» **Work to be completed**
Beginning with the line where "Roadside-survey request: point out the leopard's tail" appears, restate the lines word for word through the last one in the listing.

» **Records for this task**
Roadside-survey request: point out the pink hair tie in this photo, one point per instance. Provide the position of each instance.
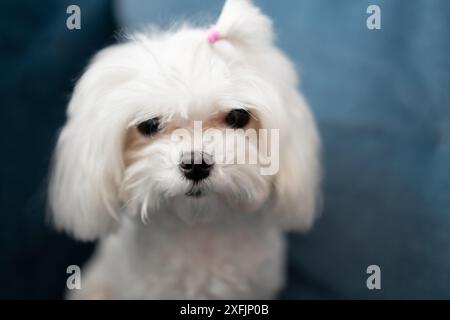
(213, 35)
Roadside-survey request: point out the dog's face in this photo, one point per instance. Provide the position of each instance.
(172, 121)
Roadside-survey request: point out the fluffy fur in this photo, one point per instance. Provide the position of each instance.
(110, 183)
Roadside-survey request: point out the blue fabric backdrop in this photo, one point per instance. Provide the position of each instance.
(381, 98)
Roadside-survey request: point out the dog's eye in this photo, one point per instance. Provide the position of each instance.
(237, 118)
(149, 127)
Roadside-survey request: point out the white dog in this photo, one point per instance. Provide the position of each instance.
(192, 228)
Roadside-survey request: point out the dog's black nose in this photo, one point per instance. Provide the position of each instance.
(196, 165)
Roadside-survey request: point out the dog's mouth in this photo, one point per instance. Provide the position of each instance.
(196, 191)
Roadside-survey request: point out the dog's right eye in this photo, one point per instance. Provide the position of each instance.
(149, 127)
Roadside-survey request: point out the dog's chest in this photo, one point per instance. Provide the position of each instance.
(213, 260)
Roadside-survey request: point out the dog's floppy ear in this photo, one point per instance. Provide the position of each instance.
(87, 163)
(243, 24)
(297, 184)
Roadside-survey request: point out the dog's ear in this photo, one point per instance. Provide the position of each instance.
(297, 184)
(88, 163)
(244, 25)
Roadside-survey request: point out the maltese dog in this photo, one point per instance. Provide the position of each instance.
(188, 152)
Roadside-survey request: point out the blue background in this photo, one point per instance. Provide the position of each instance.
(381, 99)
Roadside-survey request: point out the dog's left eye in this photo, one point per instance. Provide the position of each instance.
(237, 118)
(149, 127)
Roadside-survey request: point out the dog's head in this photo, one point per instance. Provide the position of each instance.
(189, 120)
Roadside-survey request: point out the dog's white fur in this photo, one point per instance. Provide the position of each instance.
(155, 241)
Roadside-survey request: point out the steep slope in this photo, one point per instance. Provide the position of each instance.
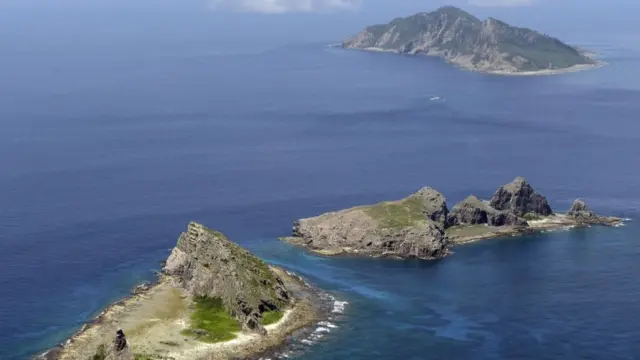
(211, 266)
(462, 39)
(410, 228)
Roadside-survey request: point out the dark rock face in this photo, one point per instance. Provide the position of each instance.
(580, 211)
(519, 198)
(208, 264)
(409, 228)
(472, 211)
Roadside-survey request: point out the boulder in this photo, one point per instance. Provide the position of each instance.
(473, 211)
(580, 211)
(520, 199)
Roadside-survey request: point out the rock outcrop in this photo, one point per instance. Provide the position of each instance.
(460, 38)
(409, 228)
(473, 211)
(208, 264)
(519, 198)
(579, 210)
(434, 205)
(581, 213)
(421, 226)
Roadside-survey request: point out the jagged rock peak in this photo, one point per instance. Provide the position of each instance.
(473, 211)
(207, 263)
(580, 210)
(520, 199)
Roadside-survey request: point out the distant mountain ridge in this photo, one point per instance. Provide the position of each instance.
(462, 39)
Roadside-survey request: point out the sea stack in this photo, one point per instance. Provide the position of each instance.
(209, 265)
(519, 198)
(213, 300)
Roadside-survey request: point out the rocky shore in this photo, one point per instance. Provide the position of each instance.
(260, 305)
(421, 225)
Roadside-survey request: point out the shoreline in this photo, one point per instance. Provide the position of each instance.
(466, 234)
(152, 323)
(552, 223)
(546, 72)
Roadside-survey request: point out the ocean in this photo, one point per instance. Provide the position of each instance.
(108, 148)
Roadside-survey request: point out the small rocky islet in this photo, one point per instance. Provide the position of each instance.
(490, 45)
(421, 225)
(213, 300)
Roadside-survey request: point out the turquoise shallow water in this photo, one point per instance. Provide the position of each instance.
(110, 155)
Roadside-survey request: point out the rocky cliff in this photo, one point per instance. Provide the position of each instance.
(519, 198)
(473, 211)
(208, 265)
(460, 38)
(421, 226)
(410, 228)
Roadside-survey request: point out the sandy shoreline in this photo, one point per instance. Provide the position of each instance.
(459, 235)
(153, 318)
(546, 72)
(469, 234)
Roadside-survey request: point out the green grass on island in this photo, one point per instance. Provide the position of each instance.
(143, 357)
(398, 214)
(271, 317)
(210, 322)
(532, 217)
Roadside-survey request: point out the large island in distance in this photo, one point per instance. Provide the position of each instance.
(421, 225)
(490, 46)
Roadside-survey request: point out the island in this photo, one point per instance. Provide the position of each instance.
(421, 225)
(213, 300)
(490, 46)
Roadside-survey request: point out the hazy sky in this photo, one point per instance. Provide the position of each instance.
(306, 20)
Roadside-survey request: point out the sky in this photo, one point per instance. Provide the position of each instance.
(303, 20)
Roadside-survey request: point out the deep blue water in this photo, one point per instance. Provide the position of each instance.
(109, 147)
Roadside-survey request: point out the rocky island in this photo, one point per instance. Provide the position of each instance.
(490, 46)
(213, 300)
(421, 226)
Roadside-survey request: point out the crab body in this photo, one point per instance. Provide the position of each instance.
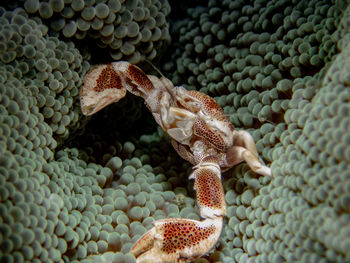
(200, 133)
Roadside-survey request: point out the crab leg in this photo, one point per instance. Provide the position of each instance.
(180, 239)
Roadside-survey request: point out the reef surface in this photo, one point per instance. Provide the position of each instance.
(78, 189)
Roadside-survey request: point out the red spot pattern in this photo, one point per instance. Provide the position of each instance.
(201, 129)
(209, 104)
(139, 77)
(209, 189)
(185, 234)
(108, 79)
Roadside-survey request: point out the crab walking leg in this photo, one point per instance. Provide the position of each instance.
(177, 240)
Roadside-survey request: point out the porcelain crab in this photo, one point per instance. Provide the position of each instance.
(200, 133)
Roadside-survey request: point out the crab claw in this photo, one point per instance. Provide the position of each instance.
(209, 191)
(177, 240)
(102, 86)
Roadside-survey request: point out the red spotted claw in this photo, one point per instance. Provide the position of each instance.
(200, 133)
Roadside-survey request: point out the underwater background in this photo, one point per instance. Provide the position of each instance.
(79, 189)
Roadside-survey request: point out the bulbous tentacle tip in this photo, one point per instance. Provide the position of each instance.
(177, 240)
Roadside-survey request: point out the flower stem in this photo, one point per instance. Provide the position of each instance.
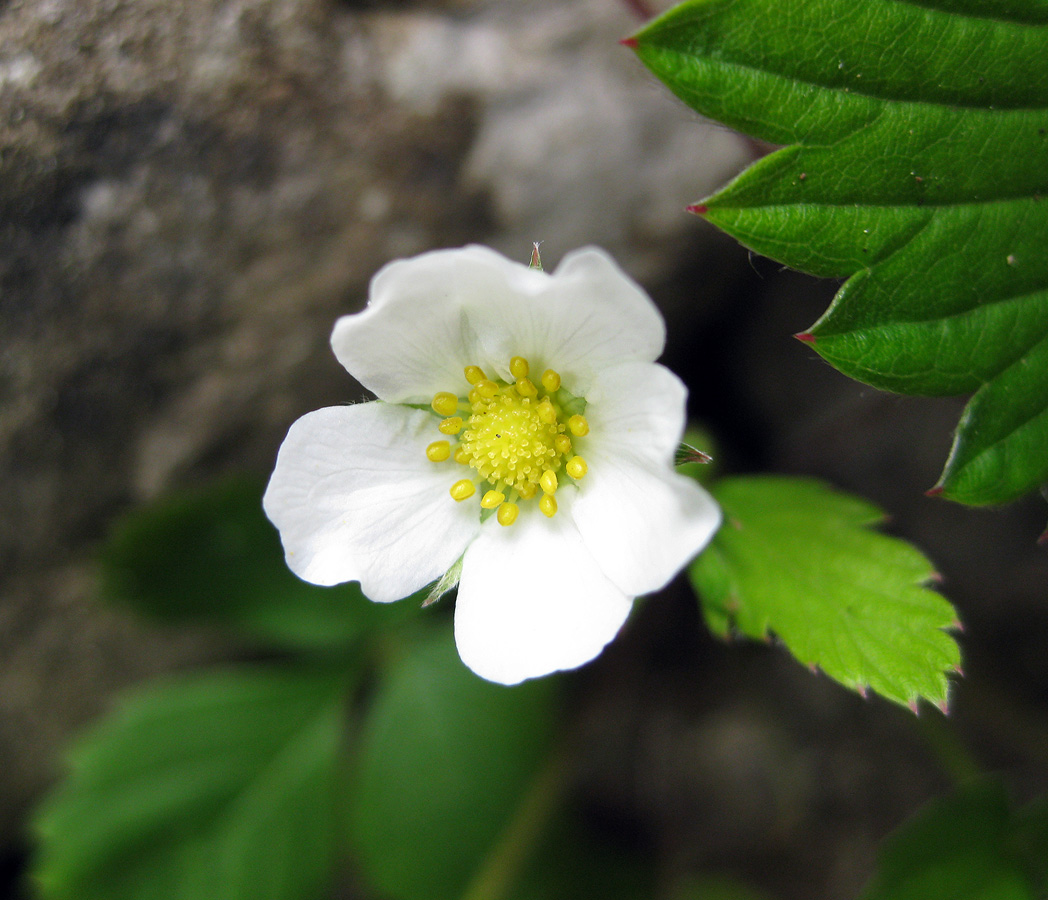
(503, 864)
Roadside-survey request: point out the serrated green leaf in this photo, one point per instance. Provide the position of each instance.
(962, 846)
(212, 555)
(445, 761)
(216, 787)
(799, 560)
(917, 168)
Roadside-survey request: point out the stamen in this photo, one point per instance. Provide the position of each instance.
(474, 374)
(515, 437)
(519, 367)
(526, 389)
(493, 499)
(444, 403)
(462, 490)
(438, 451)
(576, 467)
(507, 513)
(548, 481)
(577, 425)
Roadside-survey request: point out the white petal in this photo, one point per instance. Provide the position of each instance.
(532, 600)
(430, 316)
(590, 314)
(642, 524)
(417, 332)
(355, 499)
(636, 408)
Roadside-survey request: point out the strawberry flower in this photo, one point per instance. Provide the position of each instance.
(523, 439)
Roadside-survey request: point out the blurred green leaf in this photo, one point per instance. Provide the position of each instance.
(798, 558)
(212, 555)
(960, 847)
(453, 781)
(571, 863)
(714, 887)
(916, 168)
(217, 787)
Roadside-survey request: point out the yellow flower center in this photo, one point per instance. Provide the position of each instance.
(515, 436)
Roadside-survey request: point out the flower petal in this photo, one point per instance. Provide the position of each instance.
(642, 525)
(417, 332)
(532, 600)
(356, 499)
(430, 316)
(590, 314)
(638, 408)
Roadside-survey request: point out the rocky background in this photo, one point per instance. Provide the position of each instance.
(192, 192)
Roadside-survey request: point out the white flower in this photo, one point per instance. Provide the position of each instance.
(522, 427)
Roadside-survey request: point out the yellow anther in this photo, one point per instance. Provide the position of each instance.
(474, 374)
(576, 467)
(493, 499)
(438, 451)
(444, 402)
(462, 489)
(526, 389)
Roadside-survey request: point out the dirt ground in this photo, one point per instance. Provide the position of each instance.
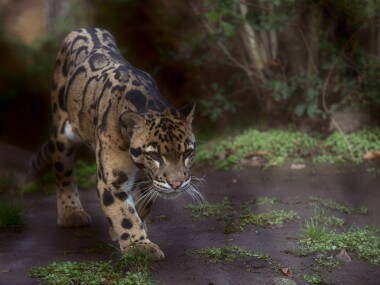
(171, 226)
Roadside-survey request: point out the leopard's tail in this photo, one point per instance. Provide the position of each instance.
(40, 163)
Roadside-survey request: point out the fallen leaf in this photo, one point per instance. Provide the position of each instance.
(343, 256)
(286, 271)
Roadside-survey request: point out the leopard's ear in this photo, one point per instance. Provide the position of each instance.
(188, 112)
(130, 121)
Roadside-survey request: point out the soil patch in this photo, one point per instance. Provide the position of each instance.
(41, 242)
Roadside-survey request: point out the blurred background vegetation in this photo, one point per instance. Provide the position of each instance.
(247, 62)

» **Solution for this problem**
Roadside-survey request: point out the leopard's tail in this photo, one point per instance. Provide the position of each instance.
(40, 163)
Roadside-survey request: point out the fallen leaf in this photo, one point per instance. Provide the position of each instance.
(343, 256)
(286, 271)
Roadside-survey request: point out the leopard's ear in this photo, one point per instance. Provide the position of each instance.
(188, 112)
(130, 121)
Roadside-survey request: point out the soil patch in this photo, one point per instance. Provide the position of each instance.
(41, 242)
Roadside-survey request: point out the blurred background vegetation in this photo, one point per instance. Provide the position of each instance.
(247, 62)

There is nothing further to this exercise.